**Directions:**
A single figure is the whole answer: the number of lines in the entries that contain "rope".
#### Materials provided ####
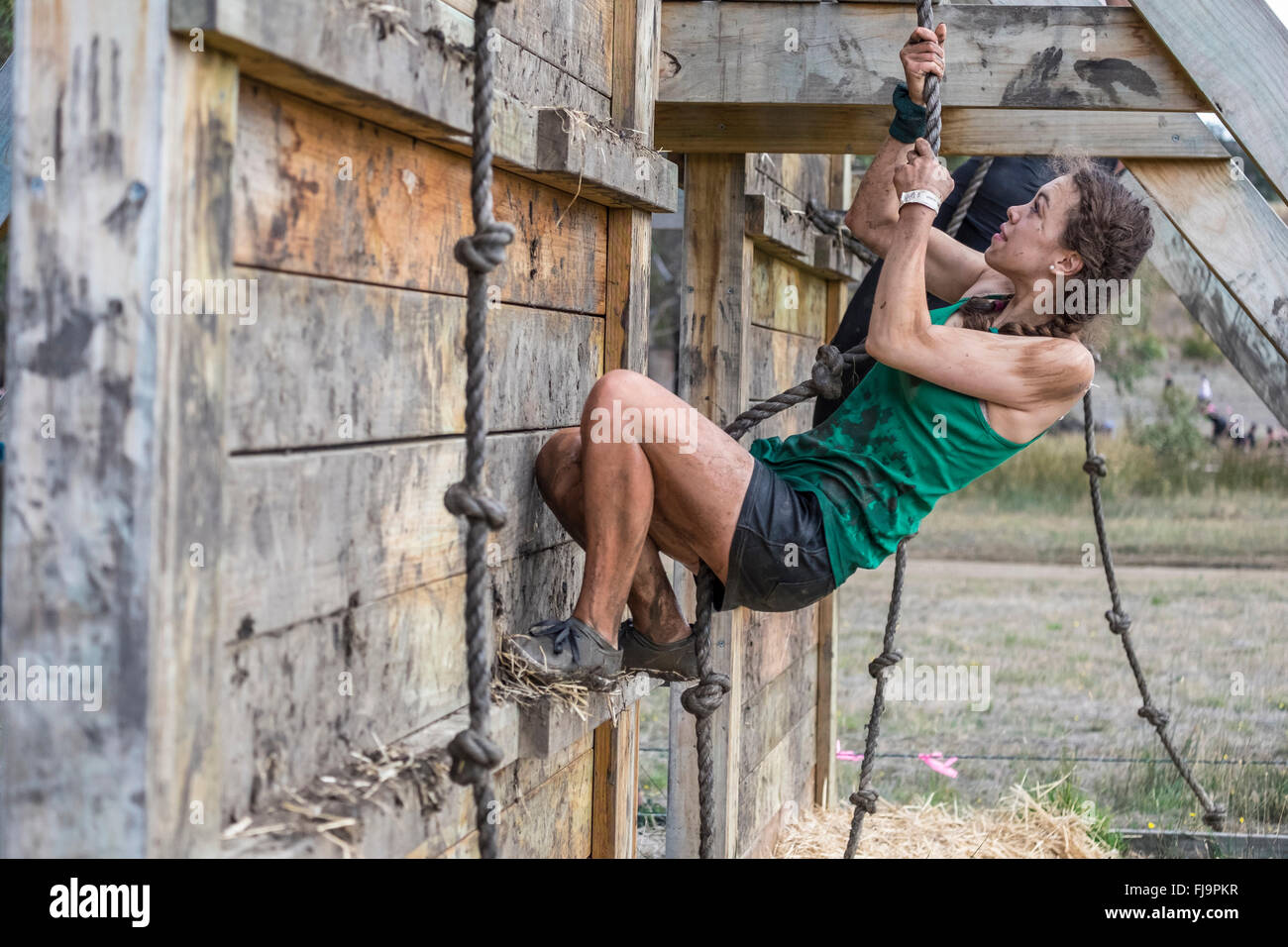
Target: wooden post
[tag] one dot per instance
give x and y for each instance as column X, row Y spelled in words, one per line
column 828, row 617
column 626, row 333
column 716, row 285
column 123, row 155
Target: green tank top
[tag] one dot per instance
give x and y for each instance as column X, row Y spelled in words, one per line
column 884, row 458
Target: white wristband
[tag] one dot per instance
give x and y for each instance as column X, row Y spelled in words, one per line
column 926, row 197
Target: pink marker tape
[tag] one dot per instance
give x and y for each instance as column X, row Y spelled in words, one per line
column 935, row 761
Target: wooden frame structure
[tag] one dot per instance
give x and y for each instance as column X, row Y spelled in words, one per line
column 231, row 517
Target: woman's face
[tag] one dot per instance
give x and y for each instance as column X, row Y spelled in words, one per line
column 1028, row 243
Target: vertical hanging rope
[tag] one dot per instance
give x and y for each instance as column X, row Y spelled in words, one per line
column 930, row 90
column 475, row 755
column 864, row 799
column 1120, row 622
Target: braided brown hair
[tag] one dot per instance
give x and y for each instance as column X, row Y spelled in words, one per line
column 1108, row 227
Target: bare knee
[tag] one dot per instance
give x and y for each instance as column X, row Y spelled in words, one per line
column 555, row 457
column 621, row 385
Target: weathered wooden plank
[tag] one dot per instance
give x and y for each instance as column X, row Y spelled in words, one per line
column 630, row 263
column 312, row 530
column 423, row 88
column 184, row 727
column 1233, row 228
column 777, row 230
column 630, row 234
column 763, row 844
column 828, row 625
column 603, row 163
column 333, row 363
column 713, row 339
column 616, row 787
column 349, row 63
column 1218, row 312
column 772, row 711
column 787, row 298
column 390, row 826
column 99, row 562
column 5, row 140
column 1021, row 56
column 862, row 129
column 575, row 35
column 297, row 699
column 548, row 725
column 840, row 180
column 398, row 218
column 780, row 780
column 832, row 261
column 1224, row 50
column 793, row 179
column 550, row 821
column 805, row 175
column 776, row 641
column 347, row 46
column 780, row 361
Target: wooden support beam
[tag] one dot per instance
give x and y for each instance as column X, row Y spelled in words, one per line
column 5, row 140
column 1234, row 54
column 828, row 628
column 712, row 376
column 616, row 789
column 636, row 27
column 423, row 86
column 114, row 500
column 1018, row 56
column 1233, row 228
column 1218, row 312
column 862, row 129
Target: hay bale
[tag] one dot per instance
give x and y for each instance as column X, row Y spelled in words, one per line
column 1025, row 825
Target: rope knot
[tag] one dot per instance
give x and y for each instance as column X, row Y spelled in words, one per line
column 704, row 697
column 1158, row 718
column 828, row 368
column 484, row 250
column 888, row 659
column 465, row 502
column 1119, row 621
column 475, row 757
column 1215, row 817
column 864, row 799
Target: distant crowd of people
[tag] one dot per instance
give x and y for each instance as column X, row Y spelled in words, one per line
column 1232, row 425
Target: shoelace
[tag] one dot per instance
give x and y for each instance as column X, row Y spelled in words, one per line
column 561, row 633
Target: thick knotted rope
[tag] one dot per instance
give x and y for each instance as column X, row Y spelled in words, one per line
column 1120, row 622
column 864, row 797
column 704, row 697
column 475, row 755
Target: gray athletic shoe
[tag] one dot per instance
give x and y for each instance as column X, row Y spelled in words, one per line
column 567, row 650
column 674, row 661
####
#### Materials provided ####
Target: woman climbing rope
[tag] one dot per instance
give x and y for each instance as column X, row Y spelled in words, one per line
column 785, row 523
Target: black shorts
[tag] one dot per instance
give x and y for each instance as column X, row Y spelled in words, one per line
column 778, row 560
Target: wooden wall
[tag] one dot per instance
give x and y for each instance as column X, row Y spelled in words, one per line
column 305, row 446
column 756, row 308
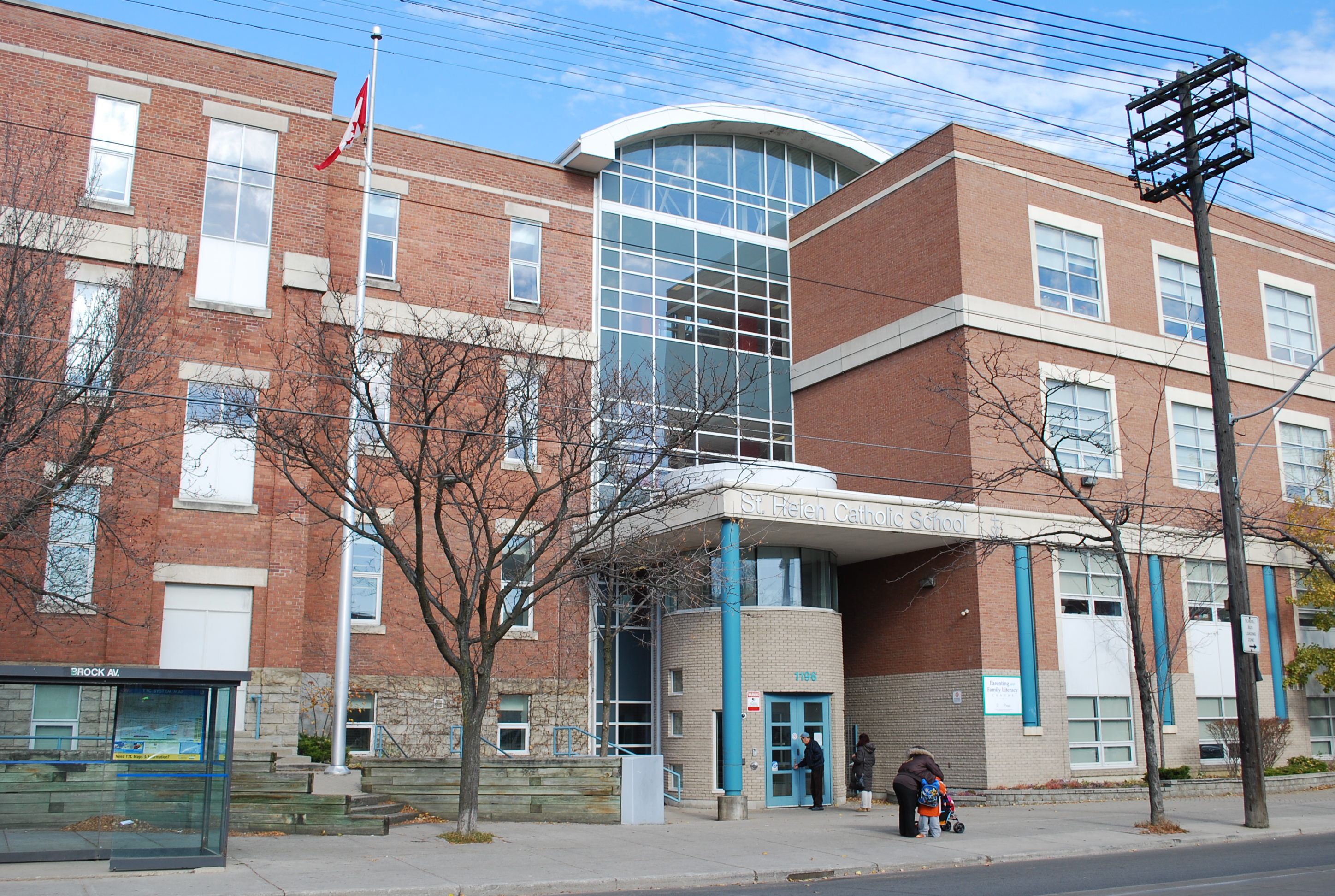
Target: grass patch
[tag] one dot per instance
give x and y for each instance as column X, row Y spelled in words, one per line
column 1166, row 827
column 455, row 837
####
**Answer for this exercise:**
4